Given text ->
Arizona Congressional Proposal Requests $30 Million for Shrooms Medical Research
Photo: Bluebird Provisions / Unsplash

Arizona Congressional Proposal Requests $30 Million for Shrooms Medical Research

Are magic mushroom prescriptions in our future?

The opioid crisis has done irreparable harm in the United States of America: It made J.D. Vance a star. More devastatingly, it’s ruined countless lives and is the cause of tens of thousands of deaths per year. One day, safer alternatives to opioids may become readily available on the market. Ketamine as a medical treatment is gaining a lot of steam in different parts of the country. And perhaps in the near future, you’ll be able to get a more holistic alternative at the pharmacist—like psilocybin mushrooms.

Arizona has introduced a bill that would seek $30 million in grants to research the effects of psilocybin mushrooms and how they could be used to help cure certain ailments like mental illness, eating disorders, and chronic pain.

Currently, psychedelic mushrooms are a Schedule I substance under the Controlled Substances Act. This means the Drug Enforcement Administration doesn't recognize any medical uses for it and sees them as having a high potential for abuse. Other Schedule I drugs include heroin, lysergic acid diethylamide (LSD), marijuana (cannabis), 3,4-methylenedioxymethamphetamine (ecstasy), methaqualone (Quaaludes), and peyote. There have been many different claims— some from bestselling books—that psychedelic mushrooms actually have great medical benefits, but medical trials that could influence the everyman and the governmental powers that be are what count.

Extracted material ->
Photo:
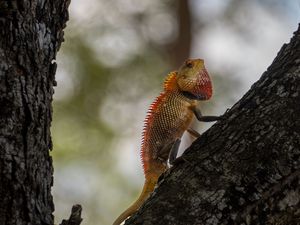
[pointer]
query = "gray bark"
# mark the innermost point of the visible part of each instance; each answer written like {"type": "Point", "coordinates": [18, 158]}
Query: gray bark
{"type": "Point", "coordinates": [244, 169]}
{"type": "Point", "coordinates": [31, 33]}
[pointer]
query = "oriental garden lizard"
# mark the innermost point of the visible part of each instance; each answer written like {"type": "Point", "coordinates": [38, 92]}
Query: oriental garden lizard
{"type": "Point", "coordinates": [169, 116]}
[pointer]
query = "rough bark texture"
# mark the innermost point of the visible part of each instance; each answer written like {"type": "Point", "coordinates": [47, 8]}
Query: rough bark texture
{"type": "Point", "coordinates": [245, 169]}
{"type": "Point", "coordinates": [75, 217]}
{"type": "Point", "coordinates": [30, 36]}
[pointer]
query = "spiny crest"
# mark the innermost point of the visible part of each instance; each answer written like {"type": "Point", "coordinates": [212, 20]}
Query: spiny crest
{"type": "Point", "coordinates": [147, 123]}
{"type": "Point", "coordinates": [170, 81]}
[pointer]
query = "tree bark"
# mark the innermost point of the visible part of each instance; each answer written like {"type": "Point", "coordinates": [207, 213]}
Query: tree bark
{"type": "Point", "coordinates": [244, 169]}
{"type": "Point", "coordinates": [31, 33]}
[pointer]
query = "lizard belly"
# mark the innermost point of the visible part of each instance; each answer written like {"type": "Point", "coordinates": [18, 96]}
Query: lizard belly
{"type": "Point", "coordinates": [170, 122]}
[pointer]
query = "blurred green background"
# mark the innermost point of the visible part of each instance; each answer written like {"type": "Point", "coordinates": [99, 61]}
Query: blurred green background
{"type": "Point", "coordinates": [112, 64]}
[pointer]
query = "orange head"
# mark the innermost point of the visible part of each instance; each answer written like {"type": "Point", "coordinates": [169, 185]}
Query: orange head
{"type": "Point", "coordinates": [193, 80]}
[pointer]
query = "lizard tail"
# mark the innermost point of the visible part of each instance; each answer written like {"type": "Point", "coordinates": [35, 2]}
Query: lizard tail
{"type": "Point", "coordinates": [147, 190]}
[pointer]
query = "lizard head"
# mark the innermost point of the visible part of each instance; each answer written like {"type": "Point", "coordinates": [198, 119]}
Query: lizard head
{"type": "Point", "coordinates": [193, 80]}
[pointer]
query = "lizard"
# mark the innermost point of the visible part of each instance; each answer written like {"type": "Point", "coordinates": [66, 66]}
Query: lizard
{"type": "Point", "coordinates": [168, 117]}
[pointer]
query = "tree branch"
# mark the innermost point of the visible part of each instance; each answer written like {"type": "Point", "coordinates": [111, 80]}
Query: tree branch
{"type": "Point", "coordinates": [246, 168]}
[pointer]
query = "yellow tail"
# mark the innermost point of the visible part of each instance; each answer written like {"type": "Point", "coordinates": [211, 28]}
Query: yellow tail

Parts of the exercise ->
(1) For the article on Arizona's psilocybin research bill, decide whether each statement agrees with the text: (a) Ketamine as a medical treatment is gaining ground in different parts of the country. (b) The Arizona bill would seek $50 million in grants. (c) Peyote is listed among the Schedule I drugs. Give yes or no for each and quote the words that settle it.
(2) Reproduce the stretch of the article on Arizona's psilocybin research bill from "Are magic mushroom" through "pharmacist—like psilocybin mushrooms.", renaming "pharmacist" as "drugstore".

Task answers ->
(1)
(a) Yes: "Ketamine as a medical treatment is gaining a lot of steam in different parts of the country."
(b) No: "would seek $30 million in grants"
(c) Yes: "methaqualone (Quaaludes), and peyote"

(2)
Are magic mushroom prescriptions in our future?

The opioid crisis has done irreparable harm in the United States of America: It made J.D. Vance a star. More devastatingly, it’s ruined countless lives and is the cause of tens of thousands of deaths per year. One day, safer alternatives to opioids may become readily available on the market. Ketamine as a medical treatment is gaining a lot of steam in different parts of the country. And perhaps in the near future, you’ll be able to get a more holistic alternative at the drugstore—like psilocybin mushrooms.